Entries for pointing and labeling
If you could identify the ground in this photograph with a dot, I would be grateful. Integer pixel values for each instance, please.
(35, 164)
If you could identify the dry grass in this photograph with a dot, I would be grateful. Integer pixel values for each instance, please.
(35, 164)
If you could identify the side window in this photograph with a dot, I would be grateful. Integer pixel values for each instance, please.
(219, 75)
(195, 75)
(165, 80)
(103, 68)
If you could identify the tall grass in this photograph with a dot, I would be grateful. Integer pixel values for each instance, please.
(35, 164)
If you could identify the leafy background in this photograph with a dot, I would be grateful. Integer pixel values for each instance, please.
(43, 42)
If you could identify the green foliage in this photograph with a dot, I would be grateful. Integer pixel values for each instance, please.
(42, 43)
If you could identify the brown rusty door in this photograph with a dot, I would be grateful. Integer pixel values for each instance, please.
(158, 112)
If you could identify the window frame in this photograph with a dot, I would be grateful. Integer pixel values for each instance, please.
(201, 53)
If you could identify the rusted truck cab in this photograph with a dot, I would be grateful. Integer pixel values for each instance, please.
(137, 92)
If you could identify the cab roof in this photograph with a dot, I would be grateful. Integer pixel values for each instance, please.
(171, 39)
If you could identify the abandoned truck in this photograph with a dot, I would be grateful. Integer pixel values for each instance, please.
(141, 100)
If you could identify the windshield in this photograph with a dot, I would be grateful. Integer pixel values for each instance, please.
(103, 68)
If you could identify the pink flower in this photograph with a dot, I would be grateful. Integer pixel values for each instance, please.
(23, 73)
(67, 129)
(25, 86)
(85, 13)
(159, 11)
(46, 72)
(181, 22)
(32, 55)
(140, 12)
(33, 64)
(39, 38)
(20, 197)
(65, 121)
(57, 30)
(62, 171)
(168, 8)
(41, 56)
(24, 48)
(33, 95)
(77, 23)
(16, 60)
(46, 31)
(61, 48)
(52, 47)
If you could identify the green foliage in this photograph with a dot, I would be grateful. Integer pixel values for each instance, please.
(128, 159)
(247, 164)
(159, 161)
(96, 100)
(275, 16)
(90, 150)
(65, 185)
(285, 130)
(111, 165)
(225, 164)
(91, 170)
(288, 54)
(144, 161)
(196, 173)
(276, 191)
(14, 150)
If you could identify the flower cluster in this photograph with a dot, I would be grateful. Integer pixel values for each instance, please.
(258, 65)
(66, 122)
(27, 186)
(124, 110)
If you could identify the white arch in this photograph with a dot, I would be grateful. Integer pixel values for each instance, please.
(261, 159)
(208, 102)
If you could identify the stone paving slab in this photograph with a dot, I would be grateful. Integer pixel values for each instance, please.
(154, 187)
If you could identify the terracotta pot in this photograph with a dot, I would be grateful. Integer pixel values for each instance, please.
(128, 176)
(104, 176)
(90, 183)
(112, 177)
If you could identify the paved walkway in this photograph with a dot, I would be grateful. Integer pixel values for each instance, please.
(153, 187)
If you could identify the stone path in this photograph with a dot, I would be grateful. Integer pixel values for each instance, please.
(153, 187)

▸ Brief: Write every line of the entries above as a JSON list of strings, one string per line, skipping blank lines.

▸ Written solution:
[
  "If you could identify the ground in this photograph with a dot, I would be grateful. Integer pixel values for each instance, please.",
  "(35, 164)",
  "If you could identify the dry grass in this photograph with a dot, I would be grateful. Integer pixel values for each instance, please.",
  "(35, 164)",
  "If you could identify the side window in this photograph with a dot, I would be grateful. Integer pixel values for each instance, please.",
  "(219, 75)",
  "(195, 75)",
  "(165, 80)",
  "(103, 68)",
  "If you could identify the tall grass in this photograph with a dot, I would be grateful. Integer pixel values for each instance, please.",
  "(35, 164)",
  "If you could identify the leafy background in this photograph with a dot, I would be grateful. Integer pixel values for each instance, please.",
  "(43, 42)",
  "If you could identify the green foliage in this photograph with a dot, I would be grateful. Integer pixel values for each instance, please.",
  "(42, 43)",
  "If you could identify the brown rusty door in this photograph with a dot, I would be grateful. Integer pixel values for each instance, please.",
  "(158, 112)",
  "If you could identify the window frame in this photograph with a dot, I would be grateful. Integer pixel values for each instance, please.",
  "(201, 53)",
  "If you could identify the rusted truck cab in this photograph with a dot, I would be grateful. Integer pixel values for each instance, please.",
  "(137, 92)",
  "If you could identify the cab roof in this photograph with a dot, I would be grateful. Integer pixel values for each instance, please.",
  "(171, 39)",
  "If you could identify the abandoned truck in this photograph with a dot, I would be grateful. Integer pixel values for each instance, please.",
  "(141, 100)",
  "If you could identify the windshield in this photograph with a dot, I would be grateful. Integer pixel values for each instance, please.",
  "(103, 68)",
  "If you could identify the pink flower in this photograph with a dot, I would be grateful. Integer pixel values for each instance, please.",
  "(23, 73)",
  "(67, 129)",
  "(25, 86)",
  "(85, 13)",
  "(159, 11)",
  "(46, 72)",
  "(181, 22)",
  "(32, 55)",
  "(140, 12)",
  "(33, 64)",
  "(39, 38)",
  "(20, 197)",
  "(65, 121)",
  "(57, 30)",
  "(62, 171)",
  "(168, 8)",
  "(41, 56)",
  "(24, 48)",
  "(33, 95)",
  "(77, 23)",
  "(16, 60)",
  "(46, 31)",
  "(61, 48)",
  "(52, 47)",
  "If you could identify the green foliage in this photograph with a dot, I would be grateful. Integer pixel values for each instance, please.",
  "(128, 159)",
  "(247, 164)",
  "(159, 161)",
  "(96, 100)",
  "(275, 16)",
  "(90, 150)",
  "(65, 185)",
  "(285, 130)",
  "(111, 165)",
  "(225, 164)",
  "(91, 170)",
  "(288, 54)",
  "(144, 161)",
  "(196, 173)",
  "(276, 191)",
  "(14, 150)",
  "If you could identify the flower cluster in this photograph with a dot, I would be grateful. Integer pixel values for each instance, please.",
  "(258, 65)",
  "(66, 122)",
  "(27, 186)",
  "(124, 110)",
  "If you could identify the white arch in this photograph with a dot, I would be grateful. Integer pixel values for each instance, please.",
  "(261, 159)",
  "(208, 102)",
  "If you could identify the stone paving slab in this photograph with a dot, I would be grateful. Integer pixel values for each instance, please.",
  "(154, 187)",
  "If you could identify the terracotta pot in this photograph with a dot, I would be grateful. Integer pixel values for each instance, please.",
  "(128, 176)",
  "(104, 176)",
  "(90, 183)",
  "(112, 177)",
  "If you could identify the paved walkway in this photograph with a dot, I would be grateful. Integer pixel values for each instance, please.",
  "(153, 187)",
  "If you could identify the stone path in this photograph with a dot, I would be grateful. Integer pixel values for each instance, please.",
  "(153, 187)"
]